**TASK:** Swap every occurrence of "every instance" in the records below for "all instances", and reproduce all other text unchanged.

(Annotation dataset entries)

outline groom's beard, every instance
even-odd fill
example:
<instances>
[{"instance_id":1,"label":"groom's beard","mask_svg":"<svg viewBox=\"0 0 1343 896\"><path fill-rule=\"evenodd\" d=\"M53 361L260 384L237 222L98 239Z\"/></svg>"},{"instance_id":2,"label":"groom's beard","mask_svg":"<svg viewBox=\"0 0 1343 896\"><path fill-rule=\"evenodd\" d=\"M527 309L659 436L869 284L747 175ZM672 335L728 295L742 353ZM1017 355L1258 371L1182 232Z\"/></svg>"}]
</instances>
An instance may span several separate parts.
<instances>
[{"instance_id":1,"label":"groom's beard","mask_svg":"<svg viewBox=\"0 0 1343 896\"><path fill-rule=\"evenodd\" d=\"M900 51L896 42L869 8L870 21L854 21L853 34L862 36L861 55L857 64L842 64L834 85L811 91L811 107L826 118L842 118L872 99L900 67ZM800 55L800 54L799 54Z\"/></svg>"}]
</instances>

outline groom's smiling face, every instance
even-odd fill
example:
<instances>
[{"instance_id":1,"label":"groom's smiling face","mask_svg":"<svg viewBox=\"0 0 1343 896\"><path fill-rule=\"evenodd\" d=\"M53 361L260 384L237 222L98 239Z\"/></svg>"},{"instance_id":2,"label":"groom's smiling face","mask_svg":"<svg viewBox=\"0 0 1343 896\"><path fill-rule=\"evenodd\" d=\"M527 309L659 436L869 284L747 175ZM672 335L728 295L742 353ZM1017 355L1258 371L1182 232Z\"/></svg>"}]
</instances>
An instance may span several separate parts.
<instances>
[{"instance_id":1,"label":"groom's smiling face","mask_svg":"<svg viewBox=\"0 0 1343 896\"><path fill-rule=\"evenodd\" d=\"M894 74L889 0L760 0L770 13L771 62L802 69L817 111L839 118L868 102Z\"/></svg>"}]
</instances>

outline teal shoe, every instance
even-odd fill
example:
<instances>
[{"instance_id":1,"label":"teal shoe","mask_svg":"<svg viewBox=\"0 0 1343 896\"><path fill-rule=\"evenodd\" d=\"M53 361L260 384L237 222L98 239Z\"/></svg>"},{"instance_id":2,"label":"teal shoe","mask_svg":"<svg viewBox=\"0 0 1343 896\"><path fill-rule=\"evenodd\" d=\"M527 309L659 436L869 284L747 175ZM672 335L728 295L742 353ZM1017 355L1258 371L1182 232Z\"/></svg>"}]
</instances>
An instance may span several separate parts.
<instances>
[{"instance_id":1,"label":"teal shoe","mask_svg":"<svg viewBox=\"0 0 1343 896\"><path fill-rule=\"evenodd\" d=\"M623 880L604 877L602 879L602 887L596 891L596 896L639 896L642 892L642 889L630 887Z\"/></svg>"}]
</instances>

**FINISHED ANSWER:**
outline groom's beard, all instances
even-odd fill
example:
<instances>
[{"instance_id":1,"label":"groom's beard","mask_svg":"<svg viewBox=\"0 0 1343 896\"><path fill-rule=\"evenodd\" d=\"M53 361L260 384L237 222L98 239Z\"/></svg>"},{"instance_id":2,"label":"groom's beard","mask_svg":"<svg viewBox=\"0 0 1343 896\"><path fill-rule=\"evenodd\" d=\"M527 309L659 436L869 284L747 175ZM672 335L728 295L742 353ZM1017 355L1258 371L1182 232Z\"/></svg>"}]
</instances>
An instance may span several separate parts.
<instances>
[{"instance_id":1,"label":"groom's beard","mask_svg":"<svg viewBox=\"0 0 1343 896\"><path fill-rule=\"evenodd\" d=\"M900 51L896 42L869 8L870 21L854 21L853 34L862 36L861 55L857 64L842 64L834 85L811 91L811 107L826 118L842 118L872 99L900 67ZM800 55L800 54L799 54Z\"/></svg>"}]
</instances>

outline groom's smiling face, all instances
even-odd fill
example:
<instances>
[{"instance_id":1,"label":"groom's smiling face","mask_svg":"<svg viewBox=\"0 0 1343 896\"><path fill-rule=\"evenodd\" d=\"M53 361L260 384L237 222L98 239Z\"/></svg>"},{"instance_id":2,"label":"groom's smiling face","mask_svg":"<svg viewBox=\"0 0 1343 896\"><path fill-rule=\"evenodd\" d=\"M527 309L659 436L869 284L747 175ZM672 335L728 295L742 353ZM1017 355L1258 371L1182 232Z\"/></svg>"}]
</instances>
An instance may span several separate parts.
<instances>
[{"instance_id":1,"label":"groom's smiling face","mask_svg":"<svg viewBox=\"0 0 1343 896\"><path fill-rule=\"evenodd\" d=\"M894 74L889 0L760 0L770 13L771 62L802 69L817 111L839 118L868 102Z\"/></svg>"}]
</instances>

outline teal shoe, all instances
even-odd fill
example:
<instances>
[{"instance_id":1,"label":"teal shoe","mask_svg":"<svg viewBox=\"0 0 1343 896\"><path fill-rule=\"evenodd\" d=\"M53 361L260 384L237 222L98 239Z\"/></svg>"},{"instance_id":2,"label":"teal shoe","mask_svg":"<svg viewBox=\"0 0 1343 896\"><path fill-rule=\"evenodd\" d=\"M527 309L659 436L869 284L747 175ZM672 335L728 295L742 353ZM1017 355L1258 371L1182 232Z\"/></svg>"}]
</instances>
An instance may span several separate parts.
<instances>
[{"instance_id":1,"label":"teal shoe","mask_svg":"<svg viewBox=\"0 0 1343 896\"><path fill-rule=\"evenodd\" d=\"M623 880L604 877L602 879L602 887L596 891L596 896L639 896L642 892L642 889L630 887Z\"/></svg>"}]
</instances>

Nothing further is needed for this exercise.